What makes news is often confounding. Report after report comes out revealing as much as $140 billion in overpayments each year to insurers offering Medicare Advantage plans, eating into the Medicare Trust Fund and driving up Medicare premiums. Still, the New York Times focuses on $2 billion in fraudulent claims for catheters in Traditional Medicare without placing it in the context of a projected $1.56 billion in waste and fraud in Medicare Advantage through 2033. Of course, $2 billion isn’t chump change, and catheter fraud is a new and perhaps more colorful story.
No question there’s Medicare fraud. The only question is how and when it is detected and addressed. It seems that when the Centers for Medicare and Medicaid Services (CMS), which oversees Medicare, is dealing with relatively small durable medical equipment companies in Traditional Medicare, it is better able to address a fraud than when it is dealing with gigantic health insurers in Medicare Advantage. In other words, watch out for bad actors in Medicare Advantage that could keep you from getting critical care because the government isn’t watching out for you.
What’s particularly striking about the catheter story is that it does not focus on the Medicare carrier that processes Medicare claims. How could the Medicare carrier possibly have paid out $12,000 for 2,000 urinary catheters to one Medicare enrollee? Why wasn’t there a red flag in its computer system?
The catheter story also doesn’t highlight that the reason we know about this fraud is that the data is accessible for analysis, unlike Medicare Advantage data, which tends to be incomplete, inaccurate, if available at all, and untimely.

■ **Problem to work on**
Output the passage on Medicare fraud word for word, starting at "No question there’s" and ending at "its computer system?". Rely only on the passage on Medicare fraud.

Region descriptions in natural language
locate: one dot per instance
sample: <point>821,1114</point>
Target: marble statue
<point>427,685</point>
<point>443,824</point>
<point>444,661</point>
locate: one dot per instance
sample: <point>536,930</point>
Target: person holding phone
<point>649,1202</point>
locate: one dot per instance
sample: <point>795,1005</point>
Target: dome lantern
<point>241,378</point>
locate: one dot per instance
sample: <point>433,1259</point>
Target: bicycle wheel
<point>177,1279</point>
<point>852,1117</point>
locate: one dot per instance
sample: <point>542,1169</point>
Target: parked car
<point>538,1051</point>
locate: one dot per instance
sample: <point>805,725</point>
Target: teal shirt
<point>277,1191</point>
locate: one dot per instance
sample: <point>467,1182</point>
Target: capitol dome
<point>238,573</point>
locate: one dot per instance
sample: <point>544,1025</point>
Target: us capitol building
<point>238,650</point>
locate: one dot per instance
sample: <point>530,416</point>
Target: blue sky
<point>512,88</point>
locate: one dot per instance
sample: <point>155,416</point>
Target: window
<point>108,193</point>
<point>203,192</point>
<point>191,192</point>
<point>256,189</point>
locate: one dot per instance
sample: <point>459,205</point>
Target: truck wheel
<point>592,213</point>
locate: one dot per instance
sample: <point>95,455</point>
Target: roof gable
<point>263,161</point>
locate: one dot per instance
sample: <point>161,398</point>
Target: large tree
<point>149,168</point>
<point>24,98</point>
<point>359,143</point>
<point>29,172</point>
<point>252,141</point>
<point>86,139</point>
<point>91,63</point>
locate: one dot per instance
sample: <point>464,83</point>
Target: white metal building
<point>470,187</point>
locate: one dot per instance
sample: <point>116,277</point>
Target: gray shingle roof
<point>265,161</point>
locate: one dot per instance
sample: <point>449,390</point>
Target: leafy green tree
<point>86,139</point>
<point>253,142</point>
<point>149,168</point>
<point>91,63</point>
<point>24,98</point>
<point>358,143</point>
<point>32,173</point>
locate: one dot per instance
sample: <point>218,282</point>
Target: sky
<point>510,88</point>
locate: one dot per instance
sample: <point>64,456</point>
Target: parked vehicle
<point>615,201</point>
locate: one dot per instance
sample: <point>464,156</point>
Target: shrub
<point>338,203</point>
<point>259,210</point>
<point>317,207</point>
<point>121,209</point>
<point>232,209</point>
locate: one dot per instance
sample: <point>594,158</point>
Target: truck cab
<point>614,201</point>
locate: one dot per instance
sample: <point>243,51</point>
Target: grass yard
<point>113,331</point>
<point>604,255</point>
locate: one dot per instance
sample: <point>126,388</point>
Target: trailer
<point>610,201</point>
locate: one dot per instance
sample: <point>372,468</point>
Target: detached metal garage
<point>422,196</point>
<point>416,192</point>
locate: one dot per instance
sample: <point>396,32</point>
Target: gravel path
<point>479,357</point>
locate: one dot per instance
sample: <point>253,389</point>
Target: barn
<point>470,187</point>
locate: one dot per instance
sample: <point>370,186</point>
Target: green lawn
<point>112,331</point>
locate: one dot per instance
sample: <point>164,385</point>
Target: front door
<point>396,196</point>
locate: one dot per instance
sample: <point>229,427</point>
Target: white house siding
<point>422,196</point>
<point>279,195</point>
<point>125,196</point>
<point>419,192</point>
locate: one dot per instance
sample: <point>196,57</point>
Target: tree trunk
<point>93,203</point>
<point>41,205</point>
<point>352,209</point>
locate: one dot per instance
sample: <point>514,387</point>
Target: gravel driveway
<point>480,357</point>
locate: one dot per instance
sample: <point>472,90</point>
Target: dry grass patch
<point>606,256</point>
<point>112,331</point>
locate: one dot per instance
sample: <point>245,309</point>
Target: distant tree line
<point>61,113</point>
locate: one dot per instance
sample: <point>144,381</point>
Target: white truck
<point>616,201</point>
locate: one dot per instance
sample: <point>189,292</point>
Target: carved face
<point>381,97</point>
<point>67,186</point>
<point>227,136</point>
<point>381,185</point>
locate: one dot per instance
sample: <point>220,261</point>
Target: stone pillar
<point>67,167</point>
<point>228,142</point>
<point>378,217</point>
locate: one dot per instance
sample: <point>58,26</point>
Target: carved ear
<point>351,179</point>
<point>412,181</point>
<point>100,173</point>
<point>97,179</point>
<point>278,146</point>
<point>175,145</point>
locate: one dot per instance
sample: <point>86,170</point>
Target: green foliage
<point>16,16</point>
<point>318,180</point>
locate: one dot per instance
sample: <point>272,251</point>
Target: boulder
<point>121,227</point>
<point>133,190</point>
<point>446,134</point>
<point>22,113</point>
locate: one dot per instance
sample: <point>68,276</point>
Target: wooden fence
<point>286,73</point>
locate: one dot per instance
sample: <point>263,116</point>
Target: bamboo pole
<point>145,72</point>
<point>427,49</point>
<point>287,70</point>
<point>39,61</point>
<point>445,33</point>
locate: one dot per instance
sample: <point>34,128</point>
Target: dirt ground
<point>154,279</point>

■ **Output**
No question there’s Medicare fraud. The only question is how and when it is detected and addressed. It seems that when the Centers for Medicare and Medicaid Services (CMS), which oversees Medicare, is dealing with relatively small durable medical equipment companies in Traditional Medicare, it is better able to address a fraud than when it is dealing with gigantic health insurers in Medicare Advantage. In other words, watch out for bad actors in Medicare Advantage that could keep you from getting critical care because the government isn’t watching out for you.
What’s particularly striking about the catheter story is that it does not focus on the Medicare carrier that processes Medicare claims. How could the Medicare carrier possibly have paid out $12,000 for 2,000 urinary catheters to one Medicare enrollee? Why wasn’t there a red flag in its computer system?